─── DOCUMENT EXCERPT ───
What kinds of tools or space do they need access to?
What barriers have kept them from participating in these kinds of spaces before?
Document everything. This is your base.
Avoid Power Over by: resisting the urge to define the space alone. Power With starts by letting the needs and capacities of the group shape the vision.
2. Find or Share a Space
You don't need a fancy building to begin. Start small:
Use a garage, basement, or shared community room
Partner with a church, school, or library that has underutilized space
Organize pop-up “Fix It Fairs” in parks or public plazas
Consider accessibility from the beginning: mobility access, transportation, and safety.
3. Create a Horizontal Organizing Structure
Use models that emphasize shared ownership and collective governance, such as:
Consensus-based decision making
Sociocracy or modified circle models
Rotating facilitation and transparent responsibilities
Create working groups: tools and safety, programming, accessibility, outreach, etc. Let people join based on capacity and interest—not credentials.
─── DATA EXCERPTS ───
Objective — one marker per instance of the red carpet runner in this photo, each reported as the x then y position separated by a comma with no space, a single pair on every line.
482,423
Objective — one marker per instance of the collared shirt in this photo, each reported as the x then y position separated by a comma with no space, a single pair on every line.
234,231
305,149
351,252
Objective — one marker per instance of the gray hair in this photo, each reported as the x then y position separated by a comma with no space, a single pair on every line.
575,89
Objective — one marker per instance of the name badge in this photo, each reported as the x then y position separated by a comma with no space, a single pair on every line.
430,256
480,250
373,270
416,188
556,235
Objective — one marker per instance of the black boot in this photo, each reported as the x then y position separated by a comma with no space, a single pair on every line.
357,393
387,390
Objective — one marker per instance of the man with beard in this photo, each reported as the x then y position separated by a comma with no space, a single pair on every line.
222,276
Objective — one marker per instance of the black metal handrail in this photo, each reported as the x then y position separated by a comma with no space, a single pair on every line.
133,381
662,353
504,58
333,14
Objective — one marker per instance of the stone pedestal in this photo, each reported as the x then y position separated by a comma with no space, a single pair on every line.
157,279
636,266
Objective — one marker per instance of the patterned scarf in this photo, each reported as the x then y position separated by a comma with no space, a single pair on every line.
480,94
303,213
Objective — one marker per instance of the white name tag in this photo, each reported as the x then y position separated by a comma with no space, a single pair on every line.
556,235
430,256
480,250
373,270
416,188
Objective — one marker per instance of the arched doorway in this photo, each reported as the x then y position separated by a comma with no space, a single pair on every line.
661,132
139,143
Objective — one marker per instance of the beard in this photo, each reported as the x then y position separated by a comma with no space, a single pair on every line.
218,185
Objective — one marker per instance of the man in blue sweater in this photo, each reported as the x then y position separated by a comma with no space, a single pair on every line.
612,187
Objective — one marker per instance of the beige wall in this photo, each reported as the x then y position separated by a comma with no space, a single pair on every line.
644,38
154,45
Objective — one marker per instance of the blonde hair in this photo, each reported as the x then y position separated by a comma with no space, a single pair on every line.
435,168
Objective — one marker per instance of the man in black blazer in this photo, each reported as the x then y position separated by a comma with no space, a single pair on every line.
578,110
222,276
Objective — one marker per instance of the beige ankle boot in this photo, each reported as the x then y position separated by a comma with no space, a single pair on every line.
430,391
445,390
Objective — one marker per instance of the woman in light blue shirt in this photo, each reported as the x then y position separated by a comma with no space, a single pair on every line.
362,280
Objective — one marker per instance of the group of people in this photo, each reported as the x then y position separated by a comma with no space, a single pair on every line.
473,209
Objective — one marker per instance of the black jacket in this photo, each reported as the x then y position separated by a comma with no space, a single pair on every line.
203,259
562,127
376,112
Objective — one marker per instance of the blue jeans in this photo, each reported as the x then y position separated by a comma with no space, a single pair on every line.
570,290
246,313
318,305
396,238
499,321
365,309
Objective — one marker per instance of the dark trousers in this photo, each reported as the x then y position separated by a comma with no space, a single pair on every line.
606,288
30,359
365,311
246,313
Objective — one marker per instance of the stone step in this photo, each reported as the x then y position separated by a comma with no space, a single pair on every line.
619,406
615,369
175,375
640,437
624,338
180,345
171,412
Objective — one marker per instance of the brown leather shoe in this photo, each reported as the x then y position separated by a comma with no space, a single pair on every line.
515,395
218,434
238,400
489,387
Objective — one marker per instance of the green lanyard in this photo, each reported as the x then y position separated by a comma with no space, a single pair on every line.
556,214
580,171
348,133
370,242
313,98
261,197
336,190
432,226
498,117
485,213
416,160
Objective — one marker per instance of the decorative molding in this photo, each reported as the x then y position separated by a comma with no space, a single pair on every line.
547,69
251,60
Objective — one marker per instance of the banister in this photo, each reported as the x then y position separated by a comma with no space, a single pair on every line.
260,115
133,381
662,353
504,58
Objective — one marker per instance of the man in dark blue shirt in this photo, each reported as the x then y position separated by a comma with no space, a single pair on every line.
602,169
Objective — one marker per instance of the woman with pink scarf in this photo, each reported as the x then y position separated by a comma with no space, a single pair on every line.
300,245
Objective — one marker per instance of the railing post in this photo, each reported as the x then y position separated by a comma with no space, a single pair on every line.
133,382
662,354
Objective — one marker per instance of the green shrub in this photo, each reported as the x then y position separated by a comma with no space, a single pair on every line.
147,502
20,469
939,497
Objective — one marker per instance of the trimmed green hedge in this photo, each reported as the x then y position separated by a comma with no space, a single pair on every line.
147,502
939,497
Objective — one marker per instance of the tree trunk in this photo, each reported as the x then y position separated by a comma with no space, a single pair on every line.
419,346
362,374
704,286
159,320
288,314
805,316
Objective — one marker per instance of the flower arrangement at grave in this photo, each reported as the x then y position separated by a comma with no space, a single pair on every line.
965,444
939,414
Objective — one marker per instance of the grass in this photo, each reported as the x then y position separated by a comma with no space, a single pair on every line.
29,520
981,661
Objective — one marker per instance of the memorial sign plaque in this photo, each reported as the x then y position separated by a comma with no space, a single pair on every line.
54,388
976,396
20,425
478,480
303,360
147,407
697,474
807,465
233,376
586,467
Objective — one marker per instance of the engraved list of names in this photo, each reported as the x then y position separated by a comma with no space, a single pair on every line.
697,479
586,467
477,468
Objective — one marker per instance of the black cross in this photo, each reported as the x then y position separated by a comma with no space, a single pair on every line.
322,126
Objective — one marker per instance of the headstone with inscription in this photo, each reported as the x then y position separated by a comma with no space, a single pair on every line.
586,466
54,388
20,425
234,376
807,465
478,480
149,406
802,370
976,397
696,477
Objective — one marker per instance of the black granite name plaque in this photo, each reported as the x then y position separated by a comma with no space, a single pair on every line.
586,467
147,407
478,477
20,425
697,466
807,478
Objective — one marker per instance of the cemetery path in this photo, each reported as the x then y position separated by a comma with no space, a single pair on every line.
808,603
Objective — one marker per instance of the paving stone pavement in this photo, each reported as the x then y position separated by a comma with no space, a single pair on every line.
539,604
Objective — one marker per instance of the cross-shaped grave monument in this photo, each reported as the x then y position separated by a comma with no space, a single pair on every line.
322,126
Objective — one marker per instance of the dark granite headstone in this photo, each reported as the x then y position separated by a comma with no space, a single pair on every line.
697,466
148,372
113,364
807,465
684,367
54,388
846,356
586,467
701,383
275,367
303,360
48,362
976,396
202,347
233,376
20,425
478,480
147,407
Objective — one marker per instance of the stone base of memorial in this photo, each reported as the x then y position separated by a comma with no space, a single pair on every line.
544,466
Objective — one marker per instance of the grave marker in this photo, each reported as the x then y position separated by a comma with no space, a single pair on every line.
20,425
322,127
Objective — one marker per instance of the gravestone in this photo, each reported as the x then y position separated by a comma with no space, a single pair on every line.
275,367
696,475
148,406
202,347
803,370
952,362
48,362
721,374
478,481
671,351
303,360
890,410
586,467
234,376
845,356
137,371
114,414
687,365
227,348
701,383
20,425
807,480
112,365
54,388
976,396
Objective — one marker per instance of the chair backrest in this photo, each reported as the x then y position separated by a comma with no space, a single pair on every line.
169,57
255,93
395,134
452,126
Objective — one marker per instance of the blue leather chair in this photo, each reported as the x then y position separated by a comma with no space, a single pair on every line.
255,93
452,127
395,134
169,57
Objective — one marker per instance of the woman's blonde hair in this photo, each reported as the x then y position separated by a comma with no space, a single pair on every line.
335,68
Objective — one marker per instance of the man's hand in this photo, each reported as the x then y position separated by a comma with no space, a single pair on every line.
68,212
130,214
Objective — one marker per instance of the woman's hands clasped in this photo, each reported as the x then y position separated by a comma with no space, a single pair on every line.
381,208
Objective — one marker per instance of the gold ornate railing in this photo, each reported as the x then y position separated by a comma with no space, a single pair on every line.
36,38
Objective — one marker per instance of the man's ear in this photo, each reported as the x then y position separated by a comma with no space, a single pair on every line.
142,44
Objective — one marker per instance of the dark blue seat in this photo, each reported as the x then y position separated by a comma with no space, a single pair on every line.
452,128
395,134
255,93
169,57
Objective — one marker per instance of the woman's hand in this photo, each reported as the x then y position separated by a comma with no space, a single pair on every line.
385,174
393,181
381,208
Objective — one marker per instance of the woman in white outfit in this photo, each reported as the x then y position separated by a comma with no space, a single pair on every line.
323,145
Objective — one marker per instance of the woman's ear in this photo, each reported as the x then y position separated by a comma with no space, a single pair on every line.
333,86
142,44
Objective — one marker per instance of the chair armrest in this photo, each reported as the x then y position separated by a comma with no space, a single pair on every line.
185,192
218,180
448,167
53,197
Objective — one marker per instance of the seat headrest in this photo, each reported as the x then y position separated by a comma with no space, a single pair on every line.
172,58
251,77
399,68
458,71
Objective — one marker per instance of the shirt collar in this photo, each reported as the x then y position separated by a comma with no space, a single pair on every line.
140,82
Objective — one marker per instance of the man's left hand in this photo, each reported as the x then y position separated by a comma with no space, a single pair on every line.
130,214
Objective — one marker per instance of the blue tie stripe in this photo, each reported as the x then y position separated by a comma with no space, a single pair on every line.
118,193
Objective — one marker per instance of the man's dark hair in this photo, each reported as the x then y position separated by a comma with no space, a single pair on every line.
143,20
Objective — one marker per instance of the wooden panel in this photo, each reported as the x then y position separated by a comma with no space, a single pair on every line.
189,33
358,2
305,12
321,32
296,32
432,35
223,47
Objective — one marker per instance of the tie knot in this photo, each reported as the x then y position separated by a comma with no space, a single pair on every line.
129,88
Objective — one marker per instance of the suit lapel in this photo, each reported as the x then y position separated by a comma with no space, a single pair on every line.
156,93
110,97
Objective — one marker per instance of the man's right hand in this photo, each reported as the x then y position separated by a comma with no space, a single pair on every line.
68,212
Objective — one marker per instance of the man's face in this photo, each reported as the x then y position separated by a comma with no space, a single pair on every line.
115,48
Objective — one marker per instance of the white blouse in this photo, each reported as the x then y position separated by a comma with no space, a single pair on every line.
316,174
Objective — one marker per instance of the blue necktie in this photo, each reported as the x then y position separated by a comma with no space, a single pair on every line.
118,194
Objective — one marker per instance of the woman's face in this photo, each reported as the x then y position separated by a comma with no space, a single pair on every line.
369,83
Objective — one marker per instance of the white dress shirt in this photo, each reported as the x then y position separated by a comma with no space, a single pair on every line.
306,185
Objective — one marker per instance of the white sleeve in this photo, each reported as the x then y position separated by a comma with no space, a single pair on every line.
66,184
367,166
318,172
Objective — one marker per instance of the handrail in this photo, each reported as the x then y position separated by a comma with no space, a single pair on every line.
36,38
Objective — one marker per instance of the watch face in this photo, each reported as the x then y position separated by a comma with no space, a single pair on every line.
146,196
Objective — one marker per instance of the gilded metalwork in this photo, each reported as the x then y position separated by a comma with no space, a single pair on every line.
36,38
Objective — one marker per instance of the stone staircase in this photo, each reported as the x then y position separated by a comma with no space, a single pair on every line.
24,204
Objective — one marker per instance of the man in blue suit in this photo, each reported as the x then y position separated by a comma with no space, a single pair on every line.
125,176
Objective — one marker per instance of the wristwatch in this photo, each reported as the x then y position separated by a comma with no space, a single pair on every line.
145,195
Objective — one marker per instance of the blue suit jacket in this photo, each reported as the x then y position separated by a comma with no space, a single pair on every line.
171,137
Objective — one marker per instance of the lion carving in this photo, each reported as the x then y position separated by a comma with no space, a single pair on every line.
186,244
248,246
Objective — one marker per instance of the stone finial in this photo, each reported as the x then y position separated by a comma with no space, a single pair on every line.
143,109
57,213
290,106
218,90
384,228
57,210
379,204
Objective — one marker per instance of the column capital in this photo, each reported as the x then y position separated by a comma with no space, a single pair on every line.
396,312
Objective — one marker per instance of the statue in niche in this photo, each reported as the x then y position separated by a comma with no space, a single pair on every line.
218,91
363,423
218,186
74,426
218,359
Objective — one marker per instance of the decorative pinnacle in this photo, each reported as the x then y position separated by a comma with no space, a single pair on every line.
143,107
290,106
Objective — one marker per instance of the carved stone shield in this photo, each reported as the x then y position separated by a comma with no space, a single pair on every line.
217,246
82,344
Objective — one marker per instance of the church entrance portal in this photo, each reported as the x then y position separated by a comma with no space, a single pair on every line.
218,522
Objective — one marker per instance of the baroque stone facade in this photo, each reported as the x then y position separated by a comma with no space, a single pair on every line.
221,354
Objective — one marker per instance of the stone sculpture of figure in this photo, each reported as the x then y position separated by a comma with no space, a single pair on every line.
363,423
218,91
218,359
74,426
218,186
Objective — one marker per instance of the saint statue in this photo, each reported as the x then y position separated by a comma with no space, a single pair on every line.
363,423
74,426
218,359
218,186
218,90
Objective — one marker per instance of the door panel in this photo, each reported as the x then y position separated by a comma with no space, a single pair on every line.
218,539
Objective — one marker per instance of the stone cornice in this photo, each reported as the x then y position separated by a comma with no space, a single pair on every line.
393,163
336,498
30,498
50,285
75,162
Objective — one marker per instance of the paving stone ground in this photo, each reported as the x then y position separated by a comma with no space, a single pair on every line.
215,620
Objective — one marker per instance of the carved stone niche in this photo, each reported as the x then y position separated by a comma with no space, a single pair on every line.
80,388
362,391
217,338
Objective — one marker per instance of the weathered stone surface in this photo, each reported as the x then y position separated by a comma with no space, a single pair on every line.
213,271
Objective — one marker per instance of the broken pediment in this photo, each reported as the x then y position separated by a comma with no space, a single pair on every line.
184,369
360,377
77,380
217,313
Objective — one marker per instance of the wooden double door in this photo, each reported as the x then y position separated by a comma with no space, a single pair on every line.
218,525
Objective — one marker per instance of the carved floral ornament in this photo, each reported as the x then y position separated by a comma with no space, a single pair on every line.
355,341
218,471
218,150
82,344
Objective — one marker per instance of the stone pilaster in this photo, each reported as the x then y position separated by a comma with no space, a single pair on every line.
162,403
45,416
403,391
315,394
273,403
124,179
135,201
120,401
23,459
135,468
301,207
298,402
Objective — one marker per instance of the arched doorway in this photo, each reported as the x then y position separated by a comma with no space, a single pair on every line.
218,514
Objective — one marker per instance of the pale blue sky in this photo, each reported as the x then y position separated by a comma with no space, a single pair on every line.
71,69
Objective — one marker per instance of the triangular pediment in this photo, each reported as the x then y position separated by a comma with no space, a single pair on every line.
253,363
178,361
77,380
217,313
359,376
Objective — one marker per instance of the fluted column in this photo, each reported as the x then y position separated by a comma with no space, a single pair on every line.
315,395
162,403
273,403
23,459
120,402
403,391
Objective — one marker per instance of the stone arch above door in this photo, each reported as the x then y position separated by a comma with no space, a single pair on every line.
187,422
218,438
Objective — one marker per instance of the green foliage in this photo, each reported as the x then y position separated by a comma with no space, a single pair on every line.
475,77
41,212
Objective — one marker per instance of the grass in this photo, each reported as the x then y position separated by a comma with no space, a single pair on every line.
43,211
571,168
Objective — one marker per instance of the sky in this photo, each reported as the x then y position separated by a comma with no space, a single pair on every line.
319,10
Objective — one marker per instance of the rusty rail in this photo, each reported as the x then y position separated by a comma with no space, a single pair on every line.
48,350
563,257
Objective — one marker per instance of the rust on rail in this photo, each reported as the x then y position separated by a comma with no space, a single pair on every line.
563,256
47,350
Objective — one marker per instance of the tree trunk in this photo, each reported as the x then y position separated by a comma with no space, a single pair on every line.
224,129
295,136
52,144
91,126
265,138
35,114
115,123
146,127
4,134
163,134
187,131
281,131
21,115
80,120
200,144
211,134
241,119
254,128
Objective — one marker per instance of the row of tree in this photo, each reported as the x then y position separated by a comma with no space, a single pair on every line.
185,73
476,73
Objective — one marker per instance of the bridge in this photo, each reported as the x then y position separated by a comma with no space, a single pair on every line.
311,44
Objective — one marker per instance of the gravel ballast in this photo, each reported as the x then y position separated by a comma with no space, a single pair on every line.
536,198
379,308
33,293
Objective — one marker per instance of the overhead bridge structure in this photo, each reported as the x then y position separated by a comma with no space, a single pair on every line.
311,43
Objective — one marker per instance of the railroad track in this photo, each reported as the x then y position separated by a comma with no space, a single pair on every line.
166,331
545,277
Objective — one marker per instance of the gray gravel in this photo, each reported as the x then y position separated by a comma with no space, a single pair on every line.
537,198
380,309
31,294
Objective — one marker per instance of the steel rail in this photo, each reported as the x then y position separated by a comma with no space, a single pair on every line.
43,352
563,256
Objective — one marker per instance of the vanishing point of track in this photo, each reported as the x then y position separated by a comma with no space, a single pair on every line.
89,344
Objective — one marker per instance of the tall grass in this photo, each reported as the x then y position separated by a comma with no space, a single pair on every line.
───
PARTS OF THE EXERCISE:
a. Answer these questions from the organizing guide excerpt:
(i) Which three kinds of institutions with underutilized space does it suggest partnering with?
(ii) Which three aspects of accessibility does it say to consider from the beginning?
(iii) What should people's joining of working groups be based on, and what should it not be based on?
b. Replace "barriers" with "obstacles" in the organizing guide excerpt, and give the passage starting with "What kinds of" and going on through "is your base." with that change made.

SOLUTIONS TO EACH TASK:
a.
(i) A church, school, or library.
(ii) Mobility access, transportation, and safety.
(iii) Capacity and interest, not credentials.

b.
What kinds of tools or space do they need access to?
What obstacles have kept them from participating in these kinds of spaces before?
Document everything. This is your base.